Locate each line in the entries below that contains the string "bench", and copy those lines verbatim, one per line.

-- Start The records --

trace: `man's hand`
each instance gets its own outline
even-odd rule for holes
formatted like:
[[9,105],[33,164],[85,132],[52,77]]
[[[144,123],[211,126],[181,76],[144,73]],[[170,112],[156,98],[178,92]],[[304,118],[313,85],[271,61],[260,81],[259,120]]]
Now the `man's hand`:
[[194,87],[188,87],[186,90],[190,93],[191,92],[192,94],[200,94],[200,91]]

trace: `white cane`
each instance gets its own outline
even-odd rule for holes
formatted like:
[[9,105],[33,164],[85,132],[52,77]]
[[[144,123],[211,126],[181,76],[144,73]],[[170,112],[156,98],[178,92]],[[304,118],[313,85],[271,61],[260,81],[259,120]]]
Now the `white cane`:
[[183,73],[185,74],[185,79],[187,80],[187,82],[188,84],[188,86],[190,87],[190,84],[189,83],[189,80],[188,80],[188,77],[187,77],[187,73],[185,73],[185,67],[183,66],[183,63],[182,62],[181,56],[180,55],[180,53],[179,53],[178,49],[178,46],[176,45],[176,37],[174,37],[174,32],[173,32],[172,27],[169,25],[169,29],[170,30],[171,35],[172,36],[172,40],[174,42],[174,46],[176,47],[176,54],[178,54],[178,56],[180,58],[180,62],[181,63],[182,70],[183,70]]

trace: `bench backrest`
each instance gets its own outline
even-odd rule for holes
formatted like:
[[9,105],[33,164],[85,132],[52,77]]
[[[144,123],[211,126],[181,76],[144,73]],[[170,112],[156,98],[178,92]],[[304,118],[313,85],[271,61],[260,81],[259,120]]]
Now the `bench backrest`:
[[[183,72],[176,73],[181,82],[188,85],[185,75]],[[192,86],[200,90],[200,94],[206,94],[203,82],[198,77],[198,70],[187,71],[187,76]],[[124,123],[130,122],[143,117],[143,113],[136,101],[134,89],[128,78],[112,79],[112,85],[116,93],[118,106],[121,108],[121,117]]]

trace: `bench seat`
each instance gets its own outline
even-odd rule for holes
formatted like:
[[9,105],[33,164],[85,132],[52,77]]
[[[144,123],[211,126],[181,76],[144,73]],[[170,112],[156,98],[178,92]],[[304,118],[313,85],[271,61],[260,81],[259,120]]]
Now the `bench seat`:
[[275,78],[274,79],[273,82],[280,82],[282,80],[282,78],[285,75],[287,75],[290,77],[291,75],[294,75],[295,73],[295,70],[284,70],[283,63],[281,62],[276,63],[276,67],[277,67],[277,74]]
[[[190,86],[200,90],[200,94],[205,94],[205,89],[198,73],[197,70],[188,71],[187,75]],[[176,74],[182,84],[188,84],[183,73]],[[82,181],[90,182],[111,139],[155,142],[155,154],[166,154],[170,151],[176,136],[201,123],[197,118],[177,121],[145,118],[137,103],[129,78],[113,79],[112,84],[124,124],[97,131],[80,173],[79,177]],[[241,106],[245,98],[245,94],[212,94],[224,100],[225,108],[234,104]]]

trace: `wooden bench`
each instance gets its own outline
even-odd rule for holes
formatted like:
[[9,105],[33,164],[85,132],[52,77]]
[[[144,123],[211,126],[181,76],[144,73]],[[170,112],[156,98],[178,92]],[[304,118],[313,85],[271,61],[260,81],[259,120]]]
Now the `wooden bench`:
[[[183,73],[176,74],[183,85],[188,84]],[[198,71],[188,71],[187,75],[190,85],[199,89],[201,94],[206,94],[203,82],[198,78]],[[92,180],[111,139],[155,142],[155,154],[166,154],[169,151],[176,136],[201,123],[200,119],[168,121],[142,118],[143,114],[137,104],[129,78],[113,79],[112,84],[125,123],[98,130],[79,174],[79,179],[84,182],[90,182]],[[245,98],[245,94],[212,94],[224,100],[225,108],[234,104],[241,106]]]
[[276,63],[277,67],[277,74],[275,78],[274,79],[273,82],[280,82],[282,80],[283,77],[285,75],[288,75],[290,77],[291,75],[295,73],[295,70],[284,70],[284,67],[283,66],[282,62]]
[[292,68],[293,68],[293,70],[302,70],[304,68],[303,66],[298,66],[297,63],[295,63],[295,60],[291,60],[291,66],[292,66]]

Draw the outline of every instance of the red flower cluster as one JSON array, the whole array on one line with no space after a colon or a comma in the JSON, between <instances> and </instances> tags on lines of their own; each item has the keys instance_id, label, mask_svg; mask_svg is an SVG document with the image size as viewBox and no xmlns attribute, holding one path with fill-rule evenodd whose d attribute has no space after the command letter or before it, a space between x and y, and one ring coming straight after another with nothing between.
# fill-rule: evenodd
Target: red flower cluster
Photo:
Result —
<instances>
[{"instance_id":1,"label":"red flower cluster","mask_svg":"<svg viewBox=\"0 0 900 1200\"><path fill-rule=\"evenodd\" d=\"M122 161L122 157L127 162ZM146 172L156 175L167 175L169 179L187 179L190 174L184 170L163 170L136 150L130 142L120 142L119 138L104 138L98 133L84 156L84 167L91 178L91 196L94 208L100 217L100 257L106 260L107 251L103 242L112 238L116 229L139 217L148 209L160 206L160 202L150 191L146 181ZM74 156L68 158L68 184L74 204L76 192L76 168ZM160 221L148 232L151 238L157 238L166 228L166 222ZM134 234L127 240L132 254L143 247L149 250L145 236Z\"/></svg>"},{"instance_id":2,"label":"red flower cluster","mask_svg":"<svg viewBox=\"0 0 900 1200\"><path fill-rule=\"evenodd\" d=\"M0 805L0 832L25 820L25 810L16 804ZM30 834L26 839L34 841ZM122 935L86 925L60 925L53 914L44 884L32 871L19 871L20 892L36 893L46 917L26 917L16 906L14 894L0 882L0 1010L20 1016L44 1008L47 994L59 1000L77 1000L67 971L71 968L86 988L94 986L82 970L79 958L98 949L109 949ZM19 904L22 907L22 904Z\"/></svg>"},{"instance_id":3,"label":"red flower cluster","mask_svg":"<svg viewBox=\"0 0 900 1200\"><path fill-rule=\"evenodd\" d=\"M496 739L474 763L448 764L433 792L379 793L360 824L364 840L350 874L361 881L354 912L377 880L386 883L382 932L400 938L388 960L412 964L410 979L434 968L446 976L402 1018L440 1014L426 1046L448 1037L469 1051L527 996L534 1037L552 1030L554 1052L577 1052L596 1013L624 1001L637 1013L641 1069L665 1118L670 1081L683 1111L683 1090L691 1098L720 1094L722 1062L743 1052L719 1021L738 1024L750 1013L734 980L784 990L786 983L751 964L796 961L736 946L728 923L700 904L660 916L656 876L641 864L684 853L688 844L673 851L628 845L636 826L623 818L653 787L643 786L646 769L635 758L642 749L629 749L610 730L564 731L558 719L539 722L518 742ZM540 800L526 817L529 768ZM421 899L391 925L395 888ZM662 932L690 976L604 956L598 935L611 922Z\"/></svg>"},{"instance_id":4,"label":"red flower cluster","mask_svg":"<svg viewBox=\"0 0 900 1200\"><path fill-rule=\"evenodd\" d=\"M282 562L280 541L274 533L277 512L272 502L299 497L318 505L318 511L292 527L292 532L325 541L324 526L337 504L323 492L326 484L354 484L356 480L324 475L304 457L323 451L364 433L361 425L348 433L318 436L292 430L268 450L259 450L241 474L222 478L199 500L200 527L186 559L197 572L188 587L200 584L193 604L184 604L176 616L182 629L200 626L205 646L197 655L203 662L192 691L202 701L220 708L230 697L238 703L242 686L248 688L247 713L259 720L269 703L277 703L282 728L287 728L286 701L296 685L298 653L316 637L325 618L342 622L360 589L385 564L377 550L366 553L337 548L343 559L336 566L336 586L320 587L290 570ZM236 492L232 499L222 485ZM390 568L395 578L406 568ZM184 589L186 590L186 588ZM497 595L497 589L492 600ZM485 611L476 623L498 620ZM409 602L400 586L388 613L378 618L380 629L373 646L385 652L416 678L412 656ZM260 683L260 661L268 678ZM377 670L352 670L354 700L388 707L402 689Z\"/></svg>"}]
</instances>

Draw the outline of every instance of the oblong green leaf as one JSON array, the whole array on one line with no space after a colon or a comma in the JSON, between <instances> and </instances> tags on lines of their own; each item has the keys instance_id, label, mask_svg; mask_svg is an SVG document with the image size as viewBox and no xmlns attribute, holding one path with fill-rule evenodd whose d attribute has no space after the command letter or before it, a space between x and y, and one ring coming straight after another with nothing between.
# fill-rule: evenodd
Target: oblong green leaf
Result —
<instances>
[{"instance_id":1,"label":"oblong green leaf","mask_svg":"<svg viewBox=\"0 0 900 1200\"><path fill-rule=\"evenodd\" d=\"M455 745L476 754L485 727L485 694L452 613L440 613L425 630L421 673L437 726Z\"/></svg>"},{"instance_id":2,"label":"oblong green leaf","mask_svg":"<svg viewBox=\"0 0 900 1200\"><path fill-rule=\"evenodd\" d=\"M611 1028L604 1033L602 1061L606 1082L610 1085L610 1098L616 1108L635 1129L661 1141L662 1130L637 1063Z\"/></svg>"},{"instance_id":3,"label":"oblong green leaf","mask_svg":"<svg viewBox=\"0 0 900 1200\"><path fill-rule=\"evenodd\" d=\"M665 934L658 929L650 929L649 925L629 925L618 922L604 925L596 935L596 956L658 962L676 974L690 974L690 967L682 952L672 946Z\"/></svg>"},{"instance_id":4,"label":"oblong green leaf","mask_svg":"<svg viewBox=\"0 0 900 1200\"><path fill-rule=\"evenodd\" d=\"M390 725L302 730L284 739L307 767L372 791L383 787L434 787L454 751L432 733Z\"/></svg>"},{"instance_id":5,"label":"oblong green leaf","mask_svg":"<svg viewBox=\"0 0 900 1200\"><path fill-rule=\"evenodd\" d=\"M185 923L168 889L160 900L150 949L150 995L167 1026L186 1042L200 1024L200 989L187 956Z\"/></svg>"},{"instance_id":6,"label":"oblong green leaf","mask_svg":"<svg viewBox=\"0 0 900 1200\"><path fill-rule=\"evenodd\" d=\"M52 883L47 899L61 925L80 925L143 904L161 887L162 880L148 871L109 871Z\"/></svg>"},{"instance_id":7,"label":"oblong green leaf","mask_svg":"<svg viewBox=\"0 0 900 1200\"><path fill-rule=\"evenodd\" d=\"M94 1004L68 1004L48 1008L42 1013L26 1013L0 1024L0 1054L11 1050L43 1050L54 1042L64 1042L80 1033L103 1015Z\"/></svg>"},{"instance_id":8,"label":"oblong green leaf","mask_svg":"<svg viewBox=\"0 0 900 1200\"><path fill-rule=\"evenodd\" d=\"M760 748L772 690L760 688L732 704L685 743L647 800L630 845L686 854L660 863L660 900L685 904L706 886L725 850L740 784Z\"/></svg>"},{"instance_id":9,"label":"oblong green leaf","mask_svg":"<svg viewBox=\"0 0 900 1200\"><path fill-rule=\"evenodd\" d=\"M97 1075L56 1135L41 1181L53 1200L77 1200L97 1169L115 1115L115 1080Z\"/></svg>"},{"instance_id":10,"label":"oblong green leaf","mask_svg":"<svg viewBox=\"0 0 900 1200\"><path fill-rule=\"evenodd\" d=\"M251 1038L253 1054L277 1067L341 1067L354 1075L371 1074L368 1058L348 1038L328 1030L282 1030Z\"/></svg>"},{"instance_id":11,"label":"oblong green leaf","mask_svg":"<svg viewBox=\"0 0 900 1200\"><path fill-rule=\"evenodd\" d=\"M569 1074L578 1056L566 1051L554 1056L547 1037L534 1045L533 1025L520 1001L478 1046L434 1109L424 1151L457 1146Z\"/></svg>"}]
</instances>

-- End The records --

→ The answer
trace: `bench backrest`
Now the `bench backrest`:
trace: `bench seat`
Now the `bench seat`:
trace: `wooden bench`
Now the `wooden bench`:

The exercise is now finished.